2. Teknologi Proses dan Kemasan
Teknologi proses yang baik serta penggunaan bahan kemasan yang aseptik (kedap cemaran dari luar) memang menjadi andalan produk pangan menjadi awet tanpa bahan pengawet. Namun demikian, tidak semua produsen mampu menerapkan teknologi ini karena berbagai keterbatasan , antara lain keterbatasan pengetahuan, modal, kemampuan, dan sebagainya. Penerapan teknologi ini membutuhkan pula daya beli konsumen yang memadai. Ditengah keterpurukan daya beli konsumen, tentu saja menjadi kendala bagi produsen untuk mengaplikasikan teknologi ini. Apalagi bagi produsen UKM, mungkin ini hanya berupa ”mimpi merindukan bulan”. Bisa jadi, kasus penggunaan formalin menjadi contoh kasus keterbatasan pengetahuan sektor UKM, disamping karena faktor biaya dan tidak adanya alternatif lain.
Sekali lagi kita bandingkan dengan Jepang, mereka bisa memakai bahan kemasan yang baik untuk menjamin agar produk menjadi awet. Ditunjang teknologi proses yang mutakhir, mereka mampu memproduksi pangan tanpa bahan pengawet.

3. Faktor cuaca
Untuk produk pangan, faktor cuaca menjadi penting karena sangat berpengaruh terhadap produk itu sendiri. Di Indonesia, dengan suhu udara dan kelembaban yang relatif tinggi menjadi faktor penunjang untuk penurunan mutu produk pangan. Dengan kondisi ini memang sangat disukai oleh mikroba untuk tumbuh dengan baik, demikian juga dengan proses lainnya seperti perubahan enzimatis, kimia, dsb.nya. Dengan kondisi demikian, maka produk pangan menjadi lebih mudah rusak.

Mungkin beruntung negara seperti Jepang dengan kondisi cuaca kelembaban rendah serta selama 2 musim dengan suhu rendah, maka produk makanan menjadi lebih awet.
Dari beberapa faktor diatas, kita bisa menarik pelajaran bahwa tidak mudah untuk mengganti pola kebiasaan. Berbagai pihak dan faktor saling terkait, dan merubah satu faktor akan berpengaruh terhadap banyak pihak. Yang siap akan menang dan yang tidak siap akan tersingkir secara alami. Tentu saja biasanya yang kecil akan lebih lambat untuk mengadaptasi perubahan.

Data dari suatu sumber data:
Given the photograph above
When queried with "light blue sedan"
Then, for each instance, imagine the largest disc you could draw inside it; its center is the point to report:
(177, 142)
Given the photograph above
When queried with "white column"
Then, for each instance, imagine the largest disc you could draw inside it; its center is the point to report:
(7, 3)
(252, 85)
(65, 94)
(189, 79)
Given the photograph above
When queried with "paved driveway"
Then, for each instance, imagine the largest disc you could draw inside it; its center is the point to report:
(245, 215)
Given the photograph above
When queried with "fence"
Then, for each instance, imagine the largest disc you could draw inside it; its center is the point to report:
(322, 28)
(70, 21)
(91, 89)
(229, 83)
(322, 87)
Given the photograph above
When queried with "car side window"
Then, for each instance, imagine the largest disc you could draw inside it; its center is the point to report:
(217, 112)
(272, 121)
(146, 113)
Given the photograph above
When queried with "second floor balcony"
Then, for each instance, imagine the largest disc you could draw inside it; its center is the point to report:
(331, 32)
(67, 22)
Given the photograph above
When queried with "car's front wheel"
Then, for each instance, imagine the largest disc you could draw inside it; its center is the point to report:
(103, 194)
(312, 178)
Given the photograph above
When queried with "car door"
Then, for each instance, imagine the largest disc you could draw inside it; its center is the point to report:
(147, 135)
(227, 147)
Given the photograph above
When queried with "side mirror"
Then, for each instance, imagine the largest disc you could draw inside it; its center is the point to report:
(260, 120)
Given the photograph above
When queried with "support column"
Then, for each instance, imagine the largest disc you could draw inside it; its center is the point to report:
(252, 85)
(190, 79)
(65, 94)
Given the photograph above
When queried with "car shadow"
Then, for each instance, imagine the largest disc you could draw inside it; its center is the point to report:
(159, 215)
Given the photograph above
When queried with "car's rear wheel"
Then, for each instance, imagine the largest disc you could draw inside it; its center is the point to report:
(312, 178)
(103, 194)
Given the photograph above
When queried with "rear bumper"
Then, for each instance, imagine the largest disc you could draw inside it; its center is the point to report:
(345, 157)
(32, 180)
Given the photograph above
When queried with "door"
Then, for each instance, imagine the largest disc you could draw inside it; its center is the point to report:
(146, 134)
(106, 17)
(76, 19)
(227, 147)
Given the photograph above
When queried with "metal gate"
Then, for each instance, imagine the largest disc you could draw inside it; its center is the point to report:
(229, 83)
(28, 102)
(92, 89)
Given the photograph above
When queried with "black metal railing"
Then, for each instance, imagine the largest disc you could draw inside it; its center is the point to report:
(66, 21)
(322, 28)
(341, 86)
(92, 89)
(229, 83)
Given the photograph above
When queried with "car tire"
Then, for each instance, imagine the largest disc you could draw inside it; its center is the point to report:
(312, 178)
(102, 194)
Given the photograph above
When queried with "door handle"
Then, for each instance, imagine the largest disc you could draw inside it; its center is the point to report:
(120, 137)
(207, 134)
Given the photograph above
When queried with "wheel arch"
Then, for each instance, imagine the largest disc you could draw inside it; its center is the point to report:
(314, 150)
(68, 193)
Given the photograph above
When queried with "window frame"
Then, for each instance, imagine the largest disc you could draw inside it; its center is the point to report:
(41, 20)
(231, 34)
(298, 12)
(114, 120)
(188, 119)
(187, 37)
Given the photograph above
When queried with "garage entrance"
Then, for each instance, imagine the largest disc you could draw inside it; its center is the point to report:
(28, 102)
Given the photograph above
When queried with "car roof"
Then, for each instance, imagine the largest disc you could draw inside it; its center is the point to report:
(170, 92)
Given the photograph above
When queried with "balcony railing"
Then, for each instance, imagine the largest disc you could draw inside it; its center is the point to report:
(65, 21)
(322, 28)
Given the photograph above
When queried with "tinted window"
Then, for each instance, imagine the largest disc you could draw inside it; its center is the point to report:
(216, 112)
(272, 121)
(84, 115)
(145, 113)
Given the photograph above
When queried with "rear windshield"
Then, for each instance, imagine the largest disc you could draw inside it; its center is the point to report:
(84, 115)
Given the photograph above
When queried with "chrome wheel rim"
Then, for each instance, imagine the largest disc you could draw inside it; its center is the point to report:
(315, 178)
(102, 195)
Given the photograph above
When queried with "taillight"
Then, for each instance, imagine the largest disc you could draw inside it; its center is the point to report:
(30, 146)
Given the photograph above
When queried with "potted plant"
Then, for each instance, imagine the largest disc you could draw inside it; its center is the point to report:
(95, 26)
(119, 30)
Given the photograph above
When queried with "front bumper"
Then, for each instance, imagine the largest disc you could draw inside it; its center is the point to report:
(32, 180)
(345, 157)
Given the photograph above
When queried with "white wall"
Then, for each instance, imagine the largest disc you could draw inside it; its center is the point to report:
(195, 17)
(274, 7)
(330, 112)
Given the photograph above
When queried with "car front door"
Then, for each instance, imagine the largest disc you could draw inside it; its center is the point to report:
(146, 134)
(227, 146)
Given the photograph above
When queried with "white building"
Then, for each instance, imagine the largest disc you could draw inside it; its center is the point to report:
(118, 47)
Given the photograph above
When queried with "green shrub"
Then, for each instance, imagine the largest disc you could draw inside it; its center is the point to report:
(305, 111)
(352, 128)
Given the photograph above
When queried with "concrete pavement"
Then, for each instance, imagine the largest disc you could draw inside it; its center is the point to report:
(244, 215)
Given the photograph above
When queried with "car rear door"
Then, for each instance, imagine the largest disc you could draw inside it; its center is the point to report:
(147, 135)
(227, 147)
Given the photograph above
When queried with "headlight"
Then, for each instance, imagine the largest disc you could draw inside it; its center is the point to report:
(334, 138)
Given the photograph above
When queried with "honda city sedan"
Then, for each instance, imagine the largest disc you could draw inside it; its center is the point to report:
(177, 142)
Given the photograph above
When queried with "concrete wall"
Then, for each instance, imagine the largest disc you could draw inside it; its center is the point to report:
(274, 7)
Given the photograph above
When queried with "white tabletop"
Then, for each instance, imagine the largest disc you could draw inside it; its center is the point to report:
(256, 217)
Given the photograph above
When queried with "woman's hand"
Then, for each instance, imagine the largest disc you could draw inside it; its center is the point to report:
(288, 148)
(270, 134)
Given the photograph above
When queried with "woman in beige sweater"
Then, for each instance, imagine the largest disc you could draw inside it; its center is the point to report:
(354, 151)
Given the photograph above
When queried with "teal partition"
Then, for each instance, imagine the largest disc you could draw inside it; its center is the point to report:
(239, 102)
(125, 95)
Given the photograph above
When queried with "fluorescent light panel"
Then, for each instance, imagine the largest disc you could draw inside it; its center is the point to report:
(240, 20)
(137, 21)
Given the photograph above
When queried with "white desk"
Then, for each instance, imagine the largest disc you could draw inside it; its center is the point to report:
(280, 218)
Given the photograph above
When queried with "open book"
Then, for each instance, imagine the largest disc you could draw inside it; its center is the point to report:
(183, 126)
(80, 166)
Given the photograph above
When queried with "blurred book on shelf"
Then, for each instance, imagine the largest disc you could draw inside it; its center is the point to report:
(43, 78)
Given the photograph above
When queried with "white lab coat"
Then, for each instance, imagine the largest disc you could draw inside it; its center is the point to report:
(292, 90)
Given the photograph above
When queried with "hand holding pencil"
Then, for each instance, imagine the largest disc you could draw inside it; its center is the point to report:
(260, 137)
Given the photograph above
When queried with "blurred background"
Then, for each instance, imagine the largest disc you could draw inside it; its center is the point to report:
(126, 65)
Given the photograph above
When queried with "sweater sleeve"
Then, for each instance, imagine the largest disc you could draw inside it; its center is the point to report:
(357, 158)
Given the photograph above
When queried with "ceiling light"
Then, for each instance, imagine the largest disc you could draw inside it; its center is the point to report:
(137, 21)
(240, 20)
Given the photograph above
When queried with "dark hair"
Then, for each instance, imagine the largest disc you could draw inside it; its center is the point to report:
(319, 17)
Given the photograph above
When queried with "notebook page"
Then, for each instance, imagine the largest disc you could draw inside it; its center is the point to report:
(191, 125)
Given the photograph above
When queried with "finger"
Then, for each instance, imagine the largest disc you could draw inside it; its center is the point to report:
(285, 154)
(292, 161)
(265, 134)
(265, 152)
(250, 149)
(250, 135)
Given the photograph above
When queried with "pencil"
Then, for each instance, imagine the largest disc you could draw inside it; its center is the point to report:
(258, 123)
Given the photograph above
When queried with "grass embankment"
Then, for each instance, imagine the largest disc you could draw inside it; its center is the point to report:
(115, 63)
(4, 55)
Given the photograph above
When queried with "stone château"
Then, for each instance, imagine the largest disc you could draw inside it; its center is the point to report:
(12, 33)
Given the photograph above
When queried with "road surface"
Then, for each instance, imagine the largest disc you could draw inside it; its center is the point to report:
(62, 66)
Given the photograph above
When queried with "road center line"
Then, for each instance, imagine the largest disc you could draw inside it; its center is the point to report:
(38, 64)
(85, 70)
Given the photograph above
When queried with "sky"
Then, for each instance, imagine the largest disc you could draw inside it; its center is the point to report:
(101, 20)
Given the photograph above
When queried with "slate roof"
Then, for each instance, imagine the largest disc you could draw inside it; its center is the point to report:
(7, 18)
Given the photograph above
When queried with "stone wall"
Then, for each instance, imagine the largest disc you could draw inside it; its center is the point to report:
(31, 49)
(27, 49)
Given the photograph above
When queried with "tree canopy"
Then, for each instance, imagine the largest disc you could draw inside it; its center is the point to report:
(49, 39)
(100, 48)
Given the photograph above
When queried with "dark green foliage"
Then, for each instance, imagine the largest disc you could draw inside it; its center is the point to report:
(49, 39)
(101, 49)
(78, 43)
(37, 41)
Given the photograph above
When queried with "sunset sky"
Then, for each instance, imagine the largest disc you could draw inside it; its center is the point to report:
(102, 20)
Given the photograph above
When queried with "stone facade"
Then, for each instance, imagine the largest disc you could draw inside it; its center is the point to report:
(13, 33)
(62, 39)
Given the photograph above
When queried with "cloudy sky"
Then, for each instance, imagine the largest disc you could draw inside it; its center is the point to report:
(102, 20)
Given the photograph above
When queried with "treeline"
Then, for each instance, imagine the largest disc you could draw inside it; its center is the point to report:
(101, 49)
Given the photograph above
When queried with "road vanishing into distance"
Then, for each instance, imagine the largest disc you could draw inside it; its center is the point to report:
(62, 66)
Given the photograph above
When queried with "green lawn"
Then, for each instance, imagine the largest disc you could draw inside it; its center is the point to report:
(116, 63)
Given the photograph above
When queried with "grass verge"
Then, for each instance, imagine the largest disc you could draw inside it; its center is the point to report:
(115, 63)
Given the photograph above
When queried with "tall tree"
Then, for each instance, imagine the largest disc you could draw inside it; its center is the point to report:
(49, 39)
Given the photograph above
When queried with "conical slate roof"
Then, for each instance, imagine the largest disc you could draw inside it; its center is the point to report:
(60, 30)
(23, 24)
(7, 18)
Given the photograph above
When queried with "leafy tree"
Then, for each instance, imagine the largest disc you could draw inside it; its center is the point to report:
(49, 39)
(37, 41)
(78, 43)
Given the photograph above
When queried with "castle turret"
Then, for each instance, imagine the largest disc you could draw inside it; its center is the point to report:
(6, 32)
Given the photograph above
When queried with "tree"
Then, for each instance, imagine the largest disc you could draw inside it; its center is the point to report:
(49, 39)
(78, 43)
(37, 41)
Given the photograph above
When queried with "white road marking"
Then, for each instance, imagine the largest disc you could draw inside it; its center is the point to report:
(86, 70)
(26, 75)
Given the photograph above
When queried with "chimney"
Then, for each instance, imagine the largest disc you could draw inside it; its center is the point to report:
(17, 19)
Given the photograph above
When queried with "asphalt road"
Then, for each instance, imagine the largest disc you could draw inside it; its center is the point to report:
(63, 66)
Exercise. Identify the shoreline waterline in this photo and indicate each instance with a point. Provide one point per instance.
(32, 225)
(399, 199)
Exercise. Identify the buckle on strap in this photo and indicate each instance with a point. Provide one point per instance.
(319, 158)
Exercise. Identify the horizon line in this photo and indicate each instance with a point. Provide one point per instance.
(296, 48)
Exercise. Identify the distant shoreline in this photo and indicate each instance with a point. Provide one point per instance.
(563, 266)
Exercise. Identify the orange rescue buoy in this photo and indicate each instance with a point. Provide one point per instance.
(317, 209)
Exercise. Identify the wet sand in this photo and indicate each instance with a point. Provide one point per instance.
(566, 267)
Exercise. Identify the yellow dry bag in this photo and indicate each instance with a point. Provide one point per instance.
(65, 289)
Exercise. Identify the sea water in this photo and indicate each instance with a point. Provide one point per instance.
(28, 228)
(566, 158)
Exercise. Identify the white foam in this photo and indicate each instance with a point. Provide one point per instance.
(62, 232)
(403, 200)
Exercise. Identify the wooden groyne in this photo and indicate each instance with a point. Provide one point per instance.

→ Soal Latihan 1:
Jawab pertanyaan berikut berdasarkan kutipan dokumen tentang keawetan produk pangan:
(a) Apa arti bahan kemasan yang aseptik menurut teks?
(b) Kondisi cuaca apa di Indonesia yang disebut menunjang penurunan mutu produk pangan?
(c) Kondisi cuaca apa di Jepang yang membuat produk makanan lebih awet?
→ Soal Latihan 2: Perpanjang teks tentang keawetan produk pangan mulai dari kalimat sesudah kalimat terakhirnya.
Data ini diambil dari sumber yang berbeda.

→ Jawaban Latihan 1:
(a) Kedap cemaran dari luar.
(b) Suhu udara dan kelembaban yang relatif tinggi.
(c) Kelembaban rendah serta 2 musim dengan suhu rendah.

→ Jawaban Latihan 2:
Dalam menyikapi penggunaan pengawet, kita semua harus arif bahwa semua konsumsi ada batasannya, meskipun sudah diatur oleh regulasi. Kita masing-masing harus membatasi diri dan arif dalam memilih yang terbaik untuk diri sendiri. Jangankan bahan pengawet, kita makan apapun, apabila makan berlebih akan menjadi penyakit juga. Kalau kita makan garam sedikit sebagai bumbu, tentu makanan akan sedap. Tetapi kalau makan garam banyak, tentunya darah tinggi akan menyerang anda.

Akhirnya, kalau mau berubah, maka semua pihak harus proaktif untuk berubah. Produsen, konsumen , peritel, pemerintah , dan semua yang terlibat tidak bisa berdiri sendiri untuk berubah. Mampukah kita bersama merubah pola yang sudah terbentuk lama? Kalau tidak mampu, bersama kita harus berpikir positif , bahwa pengawet masih dibutuhkan, sepanjang sudah dilakukan penilaian resiko oleh pihak yang berwenang serta sudah diatur jelas dengan regulasi. Dan selanjutnya secara perlahan tapi terarah kita rencanakan untuk berubah menuju produk pangan tanpa pengawet dan ” back to nature ”. Tantangan sekaligus peluang menuju People's welfare . Semoga.

Profil penulis: Adhi S Lukman - Ketua GAPMMI, membawahi bidang kerjasama dan advokasi, dan menjabat sebagai Wakil Ketua Komite Tetap Ketahanan Pangan dan Industri Primer Pertanian di KADIN Indonesia.